Convert every line of the entries below into a Markdown table with the columns "Row" and "Line text," one row per line, skipping blank lines. Leave the pictures out of your answer.

(Point annotation data)
━━━

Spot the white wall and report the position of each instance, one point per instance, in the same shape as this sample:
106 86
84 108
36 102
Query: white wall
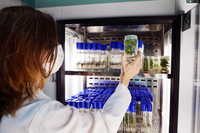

━━━

[TASK ANSWER]:
| Row | Line text |
|---|---|
| 1 | Spot the white wall and report the position of each instance, one point per instance, in the same shape as this sample: |
| 2 | 106 86 |
| 3 | 84 108 |
| 4 | 36 102 |
| 5 | Query: white wall |